** Begin ARTICLE **

Is there really a good reason to consolidate down to a single segment?

Any incremental query performance benefit is tiny compared to the loss of 
managability.   

I.e. shouldn't segments _always_ be kept small enough to facilitate 
re-balancing data across shards?   Even in non-cloud instances this is true.  
When a collection grows, you may want shard/split an existing index by adding a 
node and moving some segments around.    Isn't this the direction Solr is 
going?   With many, smaller segments, this is feasible.  With "one big 
segment", the collection must always be reindexed.

Thus, "optimize" would mean, "get rid of all deleted records" and would, in 
fact, optimize queries by eliminating wasted I/O.   Perhaps worth it for slowly 
changing indexes.   Seems like the Tiered merge policy is 90% there ...    Or 
am I all wet (again)?

-----Original Message-----
From: Walter Underwood [mailto:wun...@wunderwood.org] 
Sent: Monday, June 29, 2015 10:39 AM
To: solr-user@lucene.apache.org
Subject: Re: optimize status

"Optimize" is a manual full merge.

Solr automatically merges segments as needed. This also expunges deleted 
documents.

We really need to rename "optimize" to "force merge". Is there a Jira for that?

wunder
Walter Underwood
wun...@wunderwood.org
http://observer.wunderwood.org/  (my blog)

On Jun 29, 2015, at 5:15 AM, Steven White <swhite4...@gmail.com> wrote:

> Hi Upayavira,
> 
> This is news to me that we should not optimize and index.
> 
> What about disk space saving, isn't optimization to reclaim disk space 
> or is Solr somehow does that?  Where can I read more about this?
> 
> I'm on Solr 5.1.0 (may switch to 5.2.1)
> 
> Thanks
> 
> Steve
> 
> On Mon, Jun 29, 2015 at 4:16 AM, Upayavira <u...@odoko.co.uk> wrote:
> 
>> I'm afraid I don't understand. You're saying that optimising is 
>> causing performance issues?
>> 
>> Simple solution: DO NOT OPTIMIZE!
>> 
>> Optimisation is very badly named. What it does is squashes all 
>> segments in your index into one segment, removing all deleted 
>> documents. It is good to get rid of deletes - in that sense the index is 
>> "optimized".
>> However, future merges become very expensive. The best way to handle 
>> this topic is to leave it to Lucene/Solr to do it for you. Pretend 
>> the "optimize" option never existed.

** End ARTICLE **

According to the Solr thread, why should segments always be kept small instead of merged into a single segment? Answer in one to three sentences. The entries have no connection to the Solr thread.

** Begin RAW DATA **

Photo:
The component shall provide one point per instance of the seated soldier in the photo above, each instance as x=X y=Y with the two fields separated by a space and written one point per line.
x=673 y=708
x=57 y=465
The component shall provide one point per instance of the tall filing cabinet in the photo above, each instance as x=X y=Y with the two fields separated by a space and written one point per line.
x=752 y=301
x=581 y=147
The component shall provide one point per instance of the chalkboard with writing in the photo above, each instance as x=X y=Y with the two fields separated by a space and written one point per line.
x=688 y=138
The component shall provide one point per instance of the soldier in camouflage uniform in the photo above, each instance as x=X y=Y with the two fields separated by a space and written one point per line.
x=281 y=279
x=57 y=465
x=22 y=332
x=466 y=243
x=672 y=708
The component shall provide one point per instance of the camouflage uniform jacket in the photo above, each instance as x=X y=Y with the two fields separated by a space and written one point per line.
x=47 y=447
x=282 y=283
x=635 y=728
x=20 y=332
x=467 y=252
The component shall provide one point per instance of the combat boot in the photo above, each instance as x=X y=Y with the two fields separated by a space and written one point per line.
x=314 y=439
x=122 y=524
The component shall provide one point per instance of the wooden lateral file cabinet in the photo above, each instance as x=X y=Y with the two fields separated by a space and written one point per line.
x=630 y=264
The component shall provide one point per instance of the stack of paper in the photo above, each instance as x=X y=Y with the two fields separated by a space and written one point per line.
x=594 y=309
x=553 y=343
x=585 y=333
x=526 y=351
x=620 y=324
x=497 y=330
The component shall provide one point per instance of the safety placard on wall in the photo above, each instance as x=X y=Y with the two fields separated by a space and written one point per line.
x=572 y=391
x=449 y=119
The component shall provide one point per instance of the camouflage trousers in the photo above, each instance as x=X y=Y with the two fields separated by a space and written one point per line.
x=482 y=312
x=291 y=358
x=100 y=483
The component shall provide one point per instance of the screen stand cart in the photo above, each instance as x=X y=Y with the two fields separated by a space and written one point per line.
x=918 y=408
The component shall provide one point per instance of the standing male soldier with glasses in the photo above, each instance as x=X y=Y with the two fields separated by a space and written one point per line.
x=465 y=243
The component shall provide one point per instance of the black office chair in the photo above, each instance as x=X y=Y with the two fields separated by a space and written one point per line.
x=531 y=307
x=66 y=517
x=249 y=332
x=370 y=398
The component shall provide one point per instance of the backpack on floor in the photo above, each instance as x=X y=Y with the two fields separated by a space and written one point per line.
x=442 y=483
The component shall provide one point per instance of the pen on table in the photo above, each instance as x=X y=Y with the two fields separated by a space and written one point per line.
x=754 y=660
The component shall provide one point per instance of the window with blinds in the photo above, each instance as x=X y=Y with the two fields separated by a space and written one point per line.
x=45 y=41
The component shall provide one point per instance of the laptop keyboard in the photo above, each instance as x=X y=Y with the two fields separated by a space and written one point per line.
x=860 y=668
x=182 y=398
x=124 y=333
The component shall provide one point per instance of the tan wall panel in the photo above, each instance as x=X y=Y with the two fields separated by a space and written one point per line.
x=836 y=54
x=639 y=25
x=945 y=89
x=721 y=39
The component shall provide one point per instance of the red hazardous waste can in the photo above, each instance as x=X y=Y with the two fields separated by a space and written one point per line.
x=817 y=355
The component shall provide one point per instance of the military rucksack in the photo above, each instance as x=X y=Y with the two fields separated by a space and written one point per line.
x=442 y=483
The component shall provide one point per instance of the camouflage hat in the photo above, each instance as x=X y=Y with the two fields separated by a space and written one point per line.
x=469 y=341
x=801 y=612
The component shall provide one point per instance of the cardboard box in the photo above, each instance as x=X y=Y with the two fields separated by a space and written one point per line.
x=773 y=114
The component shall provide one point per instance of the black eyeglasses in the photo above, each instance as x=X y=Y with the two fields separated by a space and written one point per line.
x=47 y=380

** End RAW DATA **
** Begin RAW DATA **

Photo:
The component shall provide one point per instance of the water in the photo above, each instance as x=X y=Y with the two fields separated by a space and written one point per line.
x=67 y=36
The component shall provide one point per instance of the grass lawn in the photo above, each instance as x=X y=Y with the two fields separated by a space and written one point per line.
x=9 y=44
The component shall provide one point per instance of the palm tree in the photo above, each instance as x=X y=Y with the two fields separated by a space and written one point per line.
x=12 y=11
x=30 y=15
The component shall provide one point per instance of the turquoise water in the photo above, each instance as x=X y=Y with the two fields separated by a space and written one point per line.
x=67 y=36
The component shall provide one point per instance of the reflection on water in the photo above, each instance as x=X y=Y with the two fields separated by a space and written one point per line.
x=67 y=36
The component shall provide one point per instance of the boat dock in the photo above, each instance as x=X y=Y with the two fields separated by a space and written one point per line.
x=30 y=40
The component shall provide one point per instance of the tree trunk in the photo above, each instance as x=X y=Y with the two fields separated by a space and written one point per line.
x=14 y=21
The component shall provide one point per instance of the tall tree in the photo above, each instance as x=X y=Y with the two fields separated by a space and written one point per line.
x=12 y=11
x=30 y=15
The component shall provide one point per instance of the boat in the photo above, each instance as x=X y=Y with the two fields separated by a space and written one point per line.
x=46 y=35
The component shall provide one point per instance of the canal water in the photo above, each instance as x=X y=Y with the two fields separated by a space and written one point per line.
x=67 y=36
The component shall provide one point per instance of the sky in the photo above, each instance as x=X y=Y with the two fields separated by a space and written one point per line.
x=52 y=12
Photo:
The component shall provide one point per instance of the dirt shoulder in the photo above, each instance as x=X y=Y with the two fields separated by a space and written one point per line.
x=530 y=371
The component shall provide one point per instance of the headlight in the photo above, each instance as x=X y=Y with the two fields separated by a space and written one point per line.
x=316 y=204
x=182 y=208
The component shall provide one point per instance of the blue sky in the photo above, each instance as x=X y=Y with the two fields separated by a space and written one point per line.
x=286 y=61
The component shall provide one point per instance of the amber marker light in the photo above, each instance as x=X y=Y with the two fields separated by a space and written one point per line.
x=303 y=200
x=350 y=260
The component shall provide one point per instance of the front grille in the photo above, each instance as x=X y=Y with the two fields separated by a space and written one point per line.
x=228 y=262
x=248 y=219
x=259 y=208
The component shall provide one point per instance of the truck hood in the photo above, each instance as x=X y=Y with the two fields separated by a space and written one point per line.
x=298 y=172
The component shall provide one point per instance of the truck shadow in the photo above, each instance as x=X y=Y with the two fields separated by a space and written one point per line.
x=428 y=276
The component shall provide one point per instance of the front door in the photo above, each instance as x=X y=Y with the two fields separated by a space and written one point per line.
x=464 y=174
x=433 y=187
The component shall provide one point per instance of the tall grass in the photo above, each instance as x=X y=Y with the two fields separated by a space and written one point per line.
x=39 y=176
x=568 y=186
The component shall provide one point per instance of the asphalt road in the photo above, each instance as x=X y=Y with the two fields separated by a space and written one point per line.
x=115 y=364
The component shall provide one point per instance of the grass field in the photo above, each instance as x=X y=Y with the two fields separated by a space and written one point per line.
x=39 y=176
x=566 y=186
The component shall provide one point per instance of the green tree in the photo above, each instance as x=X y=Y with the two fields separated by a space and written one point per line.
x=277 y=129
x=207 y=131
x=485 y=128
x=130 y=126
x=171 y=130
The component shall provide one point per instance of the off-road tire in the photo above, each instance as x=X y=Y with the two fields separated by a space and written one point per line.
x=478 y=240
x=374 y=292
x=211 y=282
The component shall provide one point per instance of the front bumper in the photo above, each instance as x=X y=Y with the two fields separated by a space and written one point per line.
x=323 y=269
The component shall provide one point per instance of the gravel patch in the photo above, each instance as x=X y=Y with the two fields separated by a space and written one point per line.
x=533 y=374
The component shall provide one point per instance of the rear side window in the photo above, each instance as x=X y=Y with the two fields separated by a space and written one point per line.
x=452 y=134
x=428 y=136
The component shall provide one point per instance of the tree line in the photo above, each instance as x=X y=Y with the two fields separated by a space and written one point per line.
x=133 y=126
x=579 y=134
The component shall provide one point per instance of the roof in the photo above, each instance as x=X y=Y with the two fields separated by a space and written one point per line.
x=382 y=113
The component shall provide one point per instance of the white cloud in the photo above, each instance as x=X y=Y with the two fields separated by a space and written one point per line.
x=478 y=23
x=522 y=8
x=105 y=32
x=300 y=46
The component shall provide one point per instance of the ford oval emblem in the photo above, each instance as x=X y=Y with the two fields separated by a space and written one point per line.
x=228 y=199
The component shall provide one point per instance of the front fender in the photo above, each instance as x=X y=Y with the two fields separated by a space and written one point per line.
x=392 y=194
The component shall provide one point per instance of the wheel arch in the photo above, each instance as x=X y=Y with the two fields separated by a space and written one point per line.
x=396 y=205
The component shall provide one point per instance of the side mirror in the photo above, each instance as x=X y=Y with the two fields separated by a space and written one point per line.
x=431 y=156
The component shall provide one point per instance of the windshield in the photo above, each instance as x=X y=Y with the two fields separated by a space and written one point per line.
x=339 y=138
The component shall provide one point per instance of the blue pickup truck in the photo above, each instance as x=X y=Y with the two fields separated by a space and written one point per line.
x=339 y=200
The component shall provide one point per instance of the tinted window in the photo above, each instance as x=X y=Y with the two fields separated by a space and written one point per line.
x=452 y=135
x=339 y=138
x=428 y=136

** End RAW DATA **
** Begin RAW DATA **

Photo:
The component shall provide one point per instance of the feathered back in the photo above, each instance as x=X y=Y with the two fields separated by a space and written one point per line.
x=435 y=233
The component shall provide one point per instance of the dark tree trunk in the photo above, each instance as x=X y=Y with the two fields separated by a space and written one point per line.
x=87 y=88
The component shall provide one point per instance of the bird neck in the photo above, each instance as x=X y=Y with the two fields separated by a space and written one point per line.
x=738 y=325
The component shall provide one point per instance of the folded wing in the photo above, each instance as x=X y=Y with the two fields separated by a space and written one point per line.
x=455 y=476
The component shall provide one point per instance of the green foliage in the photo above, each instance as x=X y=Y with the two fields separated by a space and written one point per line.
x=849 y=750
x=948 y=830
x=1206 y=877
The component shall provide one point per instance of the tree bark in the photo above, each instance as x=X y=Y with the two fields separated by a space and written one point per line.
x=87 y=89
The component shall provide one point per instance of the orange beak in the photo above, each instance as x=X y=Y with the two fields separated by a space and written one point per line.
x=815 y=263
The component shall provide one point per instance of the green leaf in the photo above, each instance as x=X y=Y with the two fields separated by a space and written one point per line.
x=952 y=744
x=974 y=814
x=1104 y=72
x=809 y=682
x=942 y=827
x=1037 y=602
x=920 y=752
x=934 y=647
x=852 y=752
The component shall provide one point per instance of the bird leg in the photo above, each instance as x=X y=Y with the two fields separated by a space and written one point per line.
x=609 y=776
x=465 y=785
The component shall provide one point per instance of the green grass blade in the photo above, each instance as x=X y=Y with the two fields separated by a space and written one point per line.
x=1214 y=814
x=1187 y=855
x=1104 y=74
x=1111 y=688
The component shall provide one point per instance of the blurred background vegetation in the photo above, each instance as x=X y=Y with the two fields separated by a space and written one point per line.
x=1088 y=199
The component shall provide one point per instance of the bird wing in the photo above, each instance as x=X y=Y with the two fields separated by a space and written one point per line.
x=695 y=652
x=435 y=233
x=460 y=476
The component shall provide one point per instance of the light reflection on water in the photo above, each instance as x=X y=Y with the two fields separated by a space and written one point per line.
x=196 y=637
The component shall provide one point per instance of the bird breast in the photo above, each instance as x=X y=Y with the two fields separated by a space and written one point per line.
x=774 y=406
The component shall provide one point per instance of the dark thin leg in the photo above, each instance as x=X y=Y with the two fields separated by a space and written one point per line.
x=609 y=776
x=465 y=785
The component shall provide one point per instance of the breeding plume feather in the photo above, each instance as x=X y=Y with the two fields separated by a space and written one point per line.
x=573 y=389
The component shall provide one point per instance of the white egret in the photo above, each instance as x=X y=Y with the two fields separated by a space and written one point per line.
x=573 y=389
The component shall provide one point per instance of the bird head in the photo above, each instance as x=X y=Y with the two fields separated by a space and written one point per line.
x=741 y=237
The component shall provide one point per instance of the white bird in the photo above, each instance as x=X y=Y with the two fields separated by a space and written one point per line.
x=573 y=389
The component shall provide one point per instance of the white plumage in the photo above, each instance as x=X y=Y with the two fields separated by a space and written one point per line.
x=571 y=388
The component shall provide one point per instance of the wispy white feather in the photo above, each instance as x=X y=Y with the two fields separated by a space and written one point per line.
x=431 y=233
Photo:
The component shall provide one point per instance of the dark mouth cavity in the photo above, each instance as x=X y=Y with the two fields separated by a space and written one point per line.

** End RAW DATA **

● **COMPLETE ANSWER**
Small segments make it practical to rebalance data across shards. When a collection grows, you can split an existing index by adding a node and moving some segments around. With one big segment, this isn't feasible, and the collection must always be reindexed.